WHAT IS NEEDED: Which lines in the records below contain the word "frame"? Copy out every one of them.

* * * * *

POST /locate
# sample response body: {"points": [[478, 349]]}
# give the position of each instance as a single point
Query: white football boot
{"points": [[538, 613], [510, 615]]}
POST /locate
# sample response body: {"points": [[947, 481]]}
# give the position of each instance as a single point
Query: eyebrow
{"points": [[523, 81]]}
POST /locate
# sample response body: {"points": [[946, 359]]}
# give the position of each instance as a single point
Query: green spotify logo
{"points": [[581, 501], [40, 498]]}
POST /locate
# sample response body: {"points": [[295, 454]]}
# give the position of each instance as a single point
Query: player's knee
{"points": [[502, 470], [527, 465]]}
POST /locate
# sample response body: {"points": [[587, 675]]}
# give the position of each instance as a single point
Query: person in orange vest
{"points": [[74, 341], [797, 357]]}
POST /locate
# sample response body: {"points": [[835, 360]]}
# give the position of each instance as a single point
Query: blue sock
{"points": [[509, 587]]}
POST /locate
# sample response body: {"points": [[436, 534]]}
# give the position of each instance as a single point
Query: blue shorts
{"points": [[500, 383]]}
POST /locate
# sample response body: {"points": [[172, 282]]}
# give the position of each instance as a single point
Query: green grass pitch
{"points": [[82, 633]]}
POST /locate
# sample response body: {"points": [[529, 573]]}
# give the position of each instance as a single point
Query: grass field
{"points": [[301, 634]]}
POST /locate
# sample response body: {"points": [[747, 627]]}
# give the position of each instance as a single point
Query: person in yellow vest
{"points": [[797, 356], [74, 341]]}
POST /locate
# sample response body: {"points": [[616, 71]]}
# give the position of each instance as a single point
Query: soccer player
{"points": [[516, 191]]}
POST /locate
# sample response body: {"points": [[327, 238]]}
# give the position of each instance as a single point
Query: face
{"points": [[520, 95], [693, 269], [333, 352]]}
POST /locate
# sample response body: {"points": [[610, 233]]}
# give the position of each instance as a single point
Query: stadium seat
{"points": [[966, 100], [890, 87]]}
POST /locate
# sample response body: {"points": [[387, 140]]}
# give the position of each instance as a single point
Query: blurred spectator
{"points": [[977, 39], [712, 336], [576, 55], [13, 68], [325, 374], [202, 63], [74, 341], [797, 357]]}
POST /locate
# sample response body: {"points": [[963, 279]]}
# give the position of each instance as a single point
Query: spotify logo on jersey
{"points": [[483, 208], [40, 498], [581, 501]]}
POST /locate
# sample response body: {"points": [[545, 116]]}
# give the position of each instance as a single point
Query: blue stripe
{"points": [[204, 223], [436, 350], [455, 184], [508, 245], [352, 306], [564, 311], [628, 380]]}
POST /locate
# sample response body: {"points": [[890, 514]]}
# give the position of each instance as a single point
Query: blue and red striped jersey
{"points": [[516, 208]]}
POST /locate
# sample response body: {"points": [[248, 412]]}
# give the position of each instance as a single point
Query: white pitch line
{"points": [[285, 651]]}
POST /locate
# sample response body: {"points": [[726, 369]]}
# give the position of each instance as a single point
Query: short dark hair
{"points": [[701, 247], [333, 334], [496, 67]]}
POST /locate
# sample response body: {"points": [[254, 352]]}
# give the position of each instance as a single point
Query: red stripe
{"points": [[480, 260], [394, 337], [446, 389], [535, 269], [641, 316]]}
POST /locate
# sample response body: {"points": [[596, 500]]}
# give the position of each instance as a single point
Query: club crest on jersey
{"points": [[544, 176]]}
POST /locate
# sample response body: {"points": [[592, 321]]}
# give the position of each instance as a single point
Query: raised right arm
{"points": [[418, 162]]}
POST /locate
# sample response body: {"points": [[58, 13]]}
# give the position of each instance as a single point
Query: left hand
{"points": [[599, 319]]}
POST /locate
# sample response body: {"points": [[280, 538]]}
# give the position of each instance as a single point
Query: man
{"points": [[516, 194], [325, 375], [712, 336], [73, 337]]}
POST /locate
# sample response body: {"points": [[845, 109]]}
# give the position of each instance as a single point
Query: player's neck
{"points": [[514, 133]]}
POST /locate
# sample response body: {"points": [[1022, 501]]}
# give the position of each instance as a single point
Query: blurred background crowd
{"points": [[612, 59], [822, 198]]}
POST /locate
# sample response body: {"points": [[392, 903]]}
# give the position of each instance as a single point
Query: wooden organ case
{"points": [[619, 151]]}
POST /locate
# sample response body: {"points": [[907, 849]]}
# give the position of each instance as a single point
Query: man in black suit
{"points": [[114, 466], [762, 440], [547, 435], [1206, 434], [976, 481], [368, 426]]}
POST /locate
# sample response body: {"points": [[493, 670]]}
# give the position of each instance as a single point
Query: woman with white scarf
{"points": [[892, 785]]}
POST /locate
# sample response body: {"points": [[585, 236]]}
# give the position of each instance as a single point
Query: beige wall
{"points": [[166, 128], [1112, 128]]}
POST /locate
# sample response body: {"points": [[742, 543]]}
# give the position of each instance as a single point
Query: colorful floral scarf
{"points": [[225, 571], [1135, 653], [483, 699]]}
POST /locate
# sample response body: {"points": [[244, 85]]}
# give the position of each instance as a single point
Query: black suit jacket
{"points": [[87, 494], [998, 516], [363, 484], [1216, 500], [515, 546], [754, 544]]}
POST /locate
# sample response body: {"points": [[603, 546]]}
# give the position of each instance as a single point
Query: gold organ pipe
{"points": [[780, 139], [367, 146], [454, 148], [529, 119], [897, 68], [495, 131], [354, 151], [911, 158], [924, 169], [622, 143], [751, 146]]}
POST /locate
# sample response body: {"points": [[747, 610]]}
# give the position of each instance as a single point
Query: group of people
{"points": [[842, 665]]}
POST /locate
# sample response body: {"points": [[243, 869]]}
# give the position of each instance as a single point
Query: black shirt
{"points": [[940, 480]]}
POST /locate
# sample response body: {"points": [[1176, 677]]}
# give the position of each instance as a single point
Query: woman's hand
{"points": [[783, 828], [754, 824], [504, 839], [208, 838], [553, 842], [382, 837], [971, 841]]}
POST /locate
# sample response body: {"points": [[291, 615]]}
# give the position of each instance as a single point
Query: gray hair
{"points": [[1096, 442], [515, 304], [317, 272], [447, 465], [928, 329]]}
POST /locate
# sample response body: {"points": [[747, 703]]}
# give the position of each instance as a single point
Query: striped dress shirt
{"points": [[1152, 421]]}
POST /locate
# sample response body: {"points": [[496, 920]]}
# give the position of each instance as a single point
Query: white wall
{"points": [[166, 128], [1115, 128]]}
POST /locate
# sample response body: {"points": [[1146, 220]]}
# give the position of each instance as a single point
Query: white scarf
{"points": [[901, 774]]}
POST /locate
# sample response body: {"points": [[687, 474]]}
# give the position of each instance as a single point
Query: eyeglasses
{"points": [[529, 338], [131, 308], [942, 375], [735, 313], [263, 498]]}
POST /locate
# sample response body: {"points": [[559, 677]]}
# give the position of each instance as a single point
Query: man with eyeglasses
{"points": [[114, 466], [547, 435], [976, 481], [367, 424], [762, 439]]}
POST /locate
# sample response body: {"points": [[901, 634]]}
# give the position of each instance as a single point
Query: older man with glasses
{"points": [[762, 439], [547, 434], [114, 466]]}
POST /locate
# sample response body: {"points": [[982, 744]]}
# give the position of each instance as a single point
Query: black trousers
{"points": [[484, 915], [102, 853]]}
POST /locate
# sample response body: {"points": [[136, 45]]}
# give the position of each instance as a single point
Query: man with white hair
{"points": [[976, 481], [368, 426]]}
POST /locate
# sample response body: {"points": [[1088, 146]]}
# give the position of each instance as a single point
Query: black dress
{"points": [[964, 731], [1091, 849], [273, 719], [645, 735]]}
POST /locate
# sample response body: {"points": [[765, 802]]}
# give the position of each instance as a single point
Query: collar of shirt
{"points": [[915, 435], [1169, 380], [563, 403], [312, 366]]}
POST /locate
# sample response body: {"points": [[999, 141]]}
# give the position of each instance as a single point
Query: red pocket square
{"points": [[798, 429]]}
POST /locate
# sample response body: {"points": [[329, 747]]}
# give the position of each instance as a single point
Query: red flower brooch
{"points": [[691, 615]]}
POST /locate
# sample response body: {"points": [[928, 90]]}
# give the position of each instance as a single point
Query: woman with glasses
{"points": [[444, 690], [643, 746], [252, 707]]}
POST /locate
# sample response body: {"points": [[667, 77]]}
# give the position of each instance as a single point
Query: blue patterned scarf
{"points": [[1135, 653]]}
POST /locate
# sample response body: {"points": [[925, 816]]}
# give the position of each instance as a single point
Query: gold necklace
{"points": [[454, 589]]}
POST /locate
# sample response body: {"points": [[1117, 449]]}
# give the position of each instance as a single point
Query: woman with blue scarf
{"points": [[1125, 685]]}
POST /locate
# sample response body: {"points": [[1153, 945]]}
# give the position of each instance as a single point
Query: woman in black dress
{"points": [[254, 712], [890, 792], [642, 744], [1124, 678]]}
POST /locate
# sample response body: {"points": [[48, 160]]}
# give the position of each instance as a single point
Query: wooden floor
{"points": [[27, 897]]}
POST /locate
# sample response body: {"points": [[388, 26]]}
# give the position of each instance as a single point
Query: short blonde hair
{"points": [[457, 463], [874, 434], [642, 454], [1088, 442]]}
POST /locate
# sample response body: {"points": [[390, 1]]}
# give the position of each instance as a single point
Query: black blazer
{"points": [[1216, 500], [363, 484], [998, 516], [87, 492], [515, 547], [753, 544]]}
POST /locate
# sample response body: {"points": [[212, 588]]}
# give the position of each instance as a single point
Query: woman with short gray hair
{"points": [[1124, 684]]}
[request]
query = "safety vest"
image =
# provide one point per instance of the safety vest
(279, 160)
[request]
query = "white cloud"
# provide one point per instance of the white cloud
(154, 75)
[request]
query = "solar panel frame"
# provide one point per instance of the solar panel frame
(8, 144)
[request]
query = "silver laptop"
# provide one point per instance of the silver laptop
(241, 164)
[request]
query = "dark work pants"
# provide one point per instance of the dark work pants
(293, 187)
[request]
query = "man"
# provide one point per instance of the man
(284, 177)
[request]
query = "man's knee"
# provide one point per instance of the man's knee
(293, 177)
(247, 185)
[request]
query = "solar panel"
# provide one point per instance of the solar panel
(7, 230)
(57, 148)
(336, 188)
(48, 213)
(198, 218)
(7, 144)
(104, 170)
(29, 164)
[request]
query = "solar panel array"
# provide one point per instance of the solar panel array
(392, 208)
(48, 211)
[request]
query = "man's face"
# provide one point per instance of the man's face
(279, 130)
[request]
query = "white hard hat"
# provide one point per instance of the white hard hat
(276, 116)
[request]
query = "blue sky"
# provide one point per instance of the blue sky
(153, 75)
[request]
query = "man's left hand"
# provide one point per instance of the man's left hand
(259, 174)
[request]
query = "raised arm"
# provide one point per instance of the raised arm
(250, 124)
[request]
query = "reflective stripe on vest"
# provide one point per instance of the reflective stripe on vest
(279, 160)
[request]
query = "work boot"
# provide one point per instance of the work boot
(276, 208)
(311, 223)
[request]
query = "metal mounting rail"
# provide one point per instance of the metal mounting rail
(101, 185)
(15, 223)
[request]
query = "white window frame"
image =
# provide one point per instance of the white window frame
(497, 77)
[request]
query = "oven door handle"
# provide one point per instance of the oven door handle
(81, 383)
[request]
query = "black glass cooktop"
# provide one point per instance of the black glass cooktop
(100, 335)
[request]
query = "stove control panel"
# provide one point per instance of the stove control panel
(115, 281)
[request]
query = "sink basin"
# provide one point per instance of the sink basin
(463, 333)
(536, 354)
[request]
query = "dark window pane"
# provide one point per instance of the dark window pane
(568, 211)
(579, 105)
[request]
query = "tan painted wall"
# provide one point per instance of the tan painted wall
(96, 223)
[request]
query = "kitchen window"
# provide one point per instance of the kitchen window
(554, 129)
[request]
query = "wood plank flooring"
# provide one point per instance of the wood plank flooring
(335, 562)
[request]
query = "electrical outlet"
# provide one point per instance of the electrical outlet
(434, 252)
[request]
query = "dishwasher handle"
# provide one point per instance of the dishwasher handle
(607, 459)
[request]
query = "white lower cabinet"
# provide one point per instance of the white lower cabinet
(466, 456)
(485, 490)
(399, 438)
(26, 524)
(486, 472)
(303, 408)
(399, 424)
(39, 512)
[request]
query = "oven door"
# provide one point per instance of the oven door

* * * * *

EXERCISE RESULT:
query = "solar panel frame"
# provide one point per instance of the solar panel frame
query = "white window frame"
# provide one point per instance of the white window frame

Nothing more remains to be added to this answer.